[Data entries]
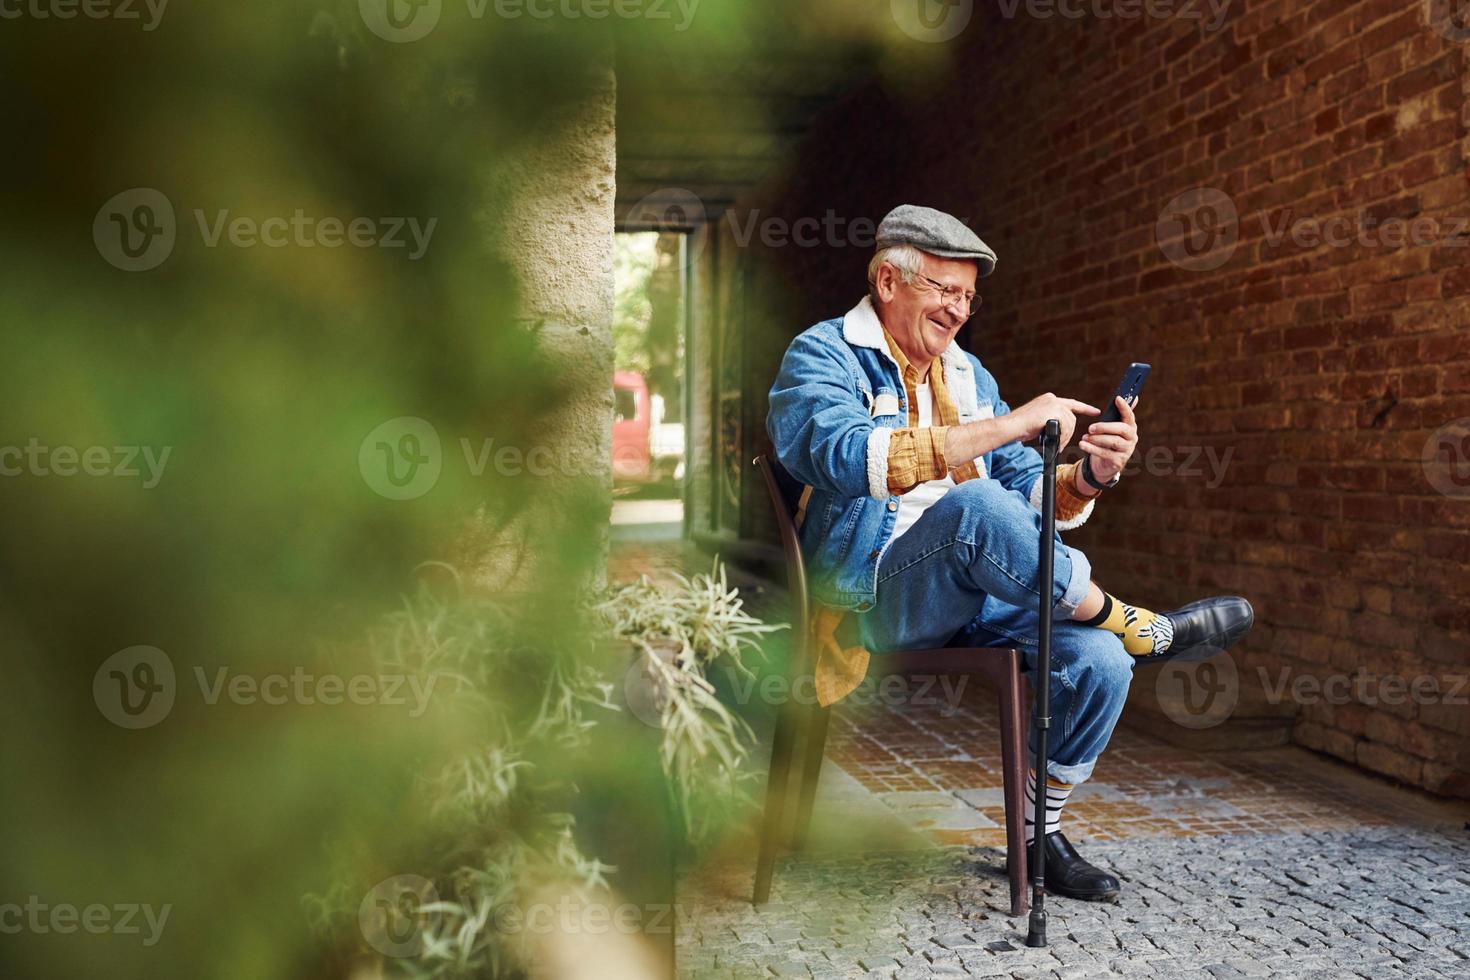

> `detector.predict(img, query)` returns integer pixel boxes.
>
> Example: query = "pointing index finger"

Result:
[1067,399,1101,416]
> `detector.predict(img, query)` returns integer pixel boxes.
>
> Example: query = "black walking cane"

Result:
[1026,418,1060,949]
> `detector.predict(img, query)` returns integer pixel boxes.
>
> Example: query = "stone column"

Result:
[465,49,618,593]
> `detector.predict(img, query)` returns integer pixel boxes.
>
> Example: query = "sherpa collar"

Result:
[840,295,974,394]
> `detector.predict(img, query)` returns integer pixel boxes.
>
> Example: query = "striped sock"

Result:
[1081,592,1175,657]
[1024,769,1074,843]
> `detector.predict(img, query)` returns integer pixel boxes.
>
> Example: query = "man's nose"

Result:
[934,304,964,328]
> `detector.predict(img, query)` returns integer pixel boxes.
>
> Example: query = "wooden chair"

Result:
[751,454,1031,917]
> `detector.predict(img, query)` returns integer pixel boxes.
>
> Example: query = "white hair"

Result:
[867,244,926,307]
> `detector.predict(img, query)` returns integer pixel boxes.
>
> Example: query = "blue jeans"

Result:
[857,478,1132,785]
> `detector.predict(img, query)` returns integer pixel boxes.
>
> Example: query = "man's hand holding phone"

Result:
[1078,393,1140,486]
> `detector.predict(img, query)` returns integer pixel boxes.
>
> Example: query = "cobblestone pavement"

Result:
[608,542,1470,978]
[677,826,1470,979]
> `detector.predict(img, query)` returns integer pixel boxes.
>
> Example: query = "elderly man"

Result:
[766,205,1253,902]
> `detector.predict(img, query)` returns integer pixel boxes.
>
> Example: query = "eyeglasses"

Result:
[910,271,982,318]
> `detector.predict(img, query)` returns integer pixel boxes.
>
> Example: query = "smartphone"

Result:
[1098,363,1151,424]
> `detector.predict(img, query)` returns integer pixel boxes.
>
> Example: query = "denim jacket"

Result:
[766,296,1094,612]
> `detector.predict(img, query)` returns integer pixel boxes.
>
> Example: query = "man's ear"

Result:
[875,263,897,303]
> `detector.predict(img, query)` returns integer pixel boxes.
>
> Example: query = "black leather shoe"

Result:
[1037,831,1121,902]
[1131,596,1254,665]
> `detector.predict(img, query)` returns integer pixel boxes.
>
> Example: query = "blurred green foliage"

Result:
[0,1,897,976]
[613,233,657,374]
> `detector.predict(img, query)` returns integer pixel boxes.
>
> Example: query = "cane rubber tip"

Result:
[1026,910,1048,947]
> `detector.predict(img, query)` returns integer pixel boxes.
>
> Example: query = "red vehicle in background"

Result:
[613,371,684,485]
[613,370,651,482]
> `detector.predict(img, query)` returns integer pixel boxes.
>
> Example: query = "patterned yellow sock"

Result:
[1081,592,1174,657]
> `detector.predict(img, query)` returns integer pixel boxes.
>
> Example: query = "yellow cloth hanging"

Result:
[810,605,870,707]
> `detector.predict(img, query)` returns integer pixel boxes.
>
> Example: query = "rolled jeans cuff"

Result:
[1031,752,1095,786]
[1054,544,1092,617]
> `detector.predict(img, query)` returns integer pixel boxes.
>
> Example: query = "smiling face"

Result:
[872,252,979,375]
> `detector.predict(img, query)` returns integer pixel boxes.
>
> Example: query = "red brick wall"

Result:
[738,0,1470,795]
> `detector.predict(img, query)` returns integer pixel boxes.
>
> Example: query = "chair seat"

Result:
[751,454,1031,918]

* * *

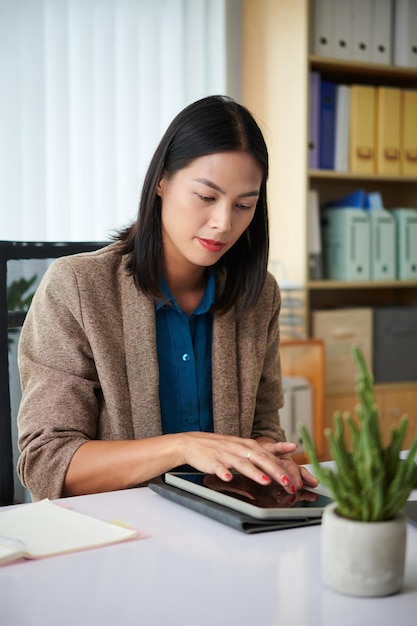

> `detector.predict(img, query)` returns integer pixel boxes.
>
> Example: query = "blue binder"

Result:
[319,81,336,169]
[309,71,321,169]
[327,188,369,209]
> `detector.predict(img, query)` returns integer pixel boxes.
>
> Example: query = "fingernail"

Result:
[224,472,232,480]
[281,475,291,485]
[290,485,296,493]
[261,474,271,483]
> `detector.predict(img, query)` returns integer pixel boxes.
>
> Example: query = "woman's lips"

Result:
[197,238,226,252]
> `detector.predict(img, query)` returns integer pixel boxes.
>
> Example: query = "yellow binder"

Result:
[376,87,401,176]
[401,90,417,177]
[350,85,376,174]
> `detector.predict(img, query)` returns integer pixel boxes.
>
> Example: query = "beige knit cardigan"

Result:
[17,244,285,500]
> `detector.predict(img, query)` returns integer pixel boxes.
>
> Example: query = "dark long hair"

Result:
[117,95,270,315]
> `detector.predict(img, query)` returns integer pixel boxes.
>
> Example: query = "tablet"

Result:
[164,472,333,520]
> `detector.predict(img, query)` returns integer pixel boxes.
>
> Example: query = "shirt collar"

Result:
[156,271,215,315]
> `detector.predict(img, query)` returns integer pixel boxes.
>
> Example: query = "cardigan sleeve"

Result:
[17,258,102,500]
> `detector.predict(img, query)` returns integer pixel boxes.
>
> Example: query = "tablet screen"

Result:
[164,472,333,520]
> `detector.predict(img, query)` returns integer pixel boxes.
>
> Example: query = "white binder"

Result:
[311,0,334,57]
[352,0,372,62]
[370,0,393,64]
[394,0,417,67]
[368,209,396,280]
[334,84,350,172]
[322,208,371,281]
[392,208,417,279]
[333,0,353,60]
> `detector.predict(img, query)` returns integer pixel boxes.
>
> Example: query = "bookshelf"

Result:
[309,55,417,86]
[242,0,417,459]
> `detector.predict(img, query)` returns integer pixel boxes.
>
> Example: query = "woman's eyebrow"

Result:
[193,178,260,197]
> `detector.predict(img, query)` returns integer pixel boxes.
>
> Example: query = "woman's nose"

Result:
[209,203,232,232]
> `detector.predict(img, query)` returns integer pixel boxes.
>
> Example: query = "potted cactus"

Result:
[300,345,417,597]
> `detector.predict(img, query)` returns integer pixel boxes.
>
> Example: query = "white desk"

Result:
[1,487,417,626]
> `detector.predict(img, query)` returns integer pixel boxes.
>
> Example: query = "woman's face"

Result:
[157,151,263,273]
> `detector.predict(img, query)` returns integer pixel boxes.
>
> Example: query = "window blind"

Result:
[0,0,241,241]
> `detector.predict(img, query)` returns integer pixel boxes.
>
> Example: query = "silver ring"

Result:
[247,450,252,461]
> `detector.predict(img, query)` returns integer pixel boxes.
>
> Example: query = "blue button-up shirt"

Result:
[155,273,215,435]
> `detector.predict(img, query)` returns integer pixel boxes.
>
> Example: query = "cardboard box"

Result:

# AIM OF THE EXERCISE:
From the entries above, list each line with "face" in it.

# EXERCISE ANSWER:
> Example: query = "smiling face"
> Example: query = "woman's face"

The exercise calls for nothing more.